EXTRACT TO READ:
# Pregnant on Cerazette?



## amylou242

Hello I have been on Cerazette for about 4 years and over time my periods became very irregular and light. My husband and I have never used condoms when having intercourse whilst I have been on the pill. We are not trying and wanted to wait as we are both quite young (I am 23 and he is 26) but would both me happy if we are pregnant as would be our first and we will be married 4 years in October this year. :thumbup:

The past couple of days I have felt very tired, felt sick in the afternoon at the same time and have been very hungry. I've also noticed that I've been going to the toilet alot more often and have been very emotional and bloated. I have had some of the symptoms of pregnancy with the pill (which is normal) but never like this. Last week I bled but very lightly (lighter than my normal periods). 

My life is pretty quiet at the moment and not stressful in any way so I dont think its life style related. As my Husband and I have a active sexual relationship its hard for me to figure out when we had sex (when we may have concieved) but we did about 2 weeks ago.

I did a test a couple of days ago as it was negative, I have now come off the pill just to be on the safe side and might try again in a couple of weeks. Its hard to know when is the best time to take the test as my periods are all over the place so not sure of my cycle. 

Does anyone think I may be pregnant and can you suggest the best time for me to take another test? Should I just wait until my period comes back? 

Thank you for your help.:flower:


----------



## amylou242

As in wait so see if my period comes back? Therefore meaning I'm not pregnant?


----------



## Squiggy

YOu can never be too sure when it comes to symptoms. Many pregnancy symptoms are often also symptoms of other things (such as illnesses, viruses, diseases...) not to scare you of course, but just to put the info out there. For example, I found out that many pregnancy symptoms are also symptoms of diabetes, etc.

[Dataset entries]
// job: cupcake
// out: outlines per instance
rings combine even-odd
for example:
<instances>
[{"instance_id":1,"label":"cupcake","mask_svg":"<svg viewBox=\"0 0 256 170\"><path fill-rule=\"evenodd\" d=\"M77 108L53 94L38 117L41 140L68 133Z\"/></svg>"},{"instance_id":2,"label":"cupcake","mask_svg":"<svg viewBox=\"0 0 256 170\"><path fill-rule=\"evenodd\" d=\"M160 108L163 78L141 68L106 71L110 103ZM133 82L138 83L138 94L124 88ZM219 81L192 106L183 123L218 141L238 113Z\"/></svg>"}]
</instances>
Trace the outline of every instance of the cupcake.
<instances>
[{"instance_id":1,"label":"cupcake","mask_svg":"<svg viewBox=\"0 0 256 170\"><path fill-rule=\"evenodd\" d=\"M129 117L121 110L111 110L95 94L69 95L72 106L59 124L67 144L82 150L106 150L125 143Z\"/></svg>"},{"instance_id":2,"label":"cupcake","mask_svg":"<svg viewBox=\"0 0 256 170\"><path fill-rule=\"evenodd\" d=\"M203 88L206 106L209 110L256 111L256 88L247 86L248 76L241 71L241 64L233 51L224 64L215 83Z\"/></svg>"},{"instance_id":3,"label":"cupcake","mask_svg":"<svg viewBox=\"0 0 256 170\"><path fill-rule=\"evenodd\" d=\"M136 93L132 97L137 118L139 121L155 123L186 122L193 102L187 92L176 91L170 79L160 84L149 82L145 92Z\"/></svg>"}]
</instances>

TASKS TO CARRY OUT:
[1] Can you give the stretch of the Cerazette forum thread from "My life is pretty" through "until my period comes back?" again, substituting "hectic" for "stressful"?
[2] Can you resume the Cerazette forum thread from the point where it stops?

RESULTS IN ORDER:
[1]
My life is pretty quiet at the moment and not hectic in any way so I dont think its life style related. As my Husband and I have a active sexual relationship its hard for me to figure out when we had sex (when we may have concieved) but we did about 2 weeks ago.

I did a test a couple of days ago as it was negative, I have now come off the pill just to be on the safe side and might try again in a couple of weeks. Its hard to know when is the best time to take the test as my periods are all over the place so not sure of my cycle. 

Does anyone think I may be pregnant and can you suggest the best time for me to take another test? Should I just wait until my period comes back?

[2]
And be careful about the myth of not getting your period if pregnant. Some women can have their period the entire duration of pregnancy. My mom, for example, got her period the first 4 months of pregnancy. We are cursed in my family with heavy, heavy menstruation cycles too, so that could or could not be a contributing factor. :growlmad:

I've not been pregnant yet, so I'm otherwise no help. Naturally, I'd say the best bet is to see a doctor and if necessary have some bloodwork run to see why you're feeling as you do.


----------



## sparkler1971

Test again in a couple of days, i fell pregnant while taking cerazette and i took it religiously as i had no plans to have any more children, my cerazette baby is now a happy healthy 3 year old.


----------



## amylou242

Thanks so much for your help. 

I took a test on Tuesday night so going to try again tomorrow morning (Friday morning) if negative I'll pop into see the doctor for a blood test as either way there is something not quite right with me! 

If positive I'll need to get an appointment anyway so off to the doctors it is! 

Thanks for the advice Squiggy, I had no idea you can still have periods and be pregnant! 

Will let you know how I get on. 

Thanks :)


----------



## I Love Lucy

Good luck! I hope you get the results you want.


----------



## amylou242

Hi all, 

So I took a test this morning and negative again. 

Maybe I was kidding myself, I was so sure I was having pregnancy symptoms! Is it worth taking another next week if symptoms still persist? 

To be honest I am started to feel like I want to TTC! It's the excitement of it. Didn't think I was ready but getting that feeling of wanting to be a mummy. :D

Thoughts ladies? Should I test again next week or go to the doctors just to be sure?

Thanks for all your help.


----------



## MrsGruffalo

I don't know how soon the doctors will test for you- I know there have been ladies here who have had similar experiences, and doctors have told them they have to wait for x number of weeks/days until they'll do anything.

Good luck


----------



## Minkel23

I got pregnant on cerazette. I missed two pills in a row and it was all my body needed to get good and knocked up! (I had told my OH the day after forgetting to take the second pill, so we both know we were taking a risk that week- a risk which, seven months later, I'm incubating, however we're both now happy with everything that happened). I felt ill and tired and even though I had missed two pills, couldn't believe I was pregnant when I was told at the doctors. However, I had a positive pregnancy test straight away, three times. 

I was never really comfortable on cerazette- had lots of scares and didn't like the way it put my cycles all over the place. Get a blood test done if you really aren't sure- and use a condom if you aren't taking your pill. You only need to miss one to get pregnant- trust me, I know!

All the best.x


----------



## amylou242

Minkel23 said:


> I got pregnant on cerazette. I missed two pills in a row and it was all my body needed to get good and knocked up! (I had told my OH the day after forgetting to take the second pill, so we both know we were taking a risk that week- a risk which, seven months later, I'm incubating, however we're both now happy with everything that happened). I felt ill and tired and even though I had missed two pills, couldn't believe I was pregnant when I was told at the doctors. However, I had a positive pregnancy test straight away, three times.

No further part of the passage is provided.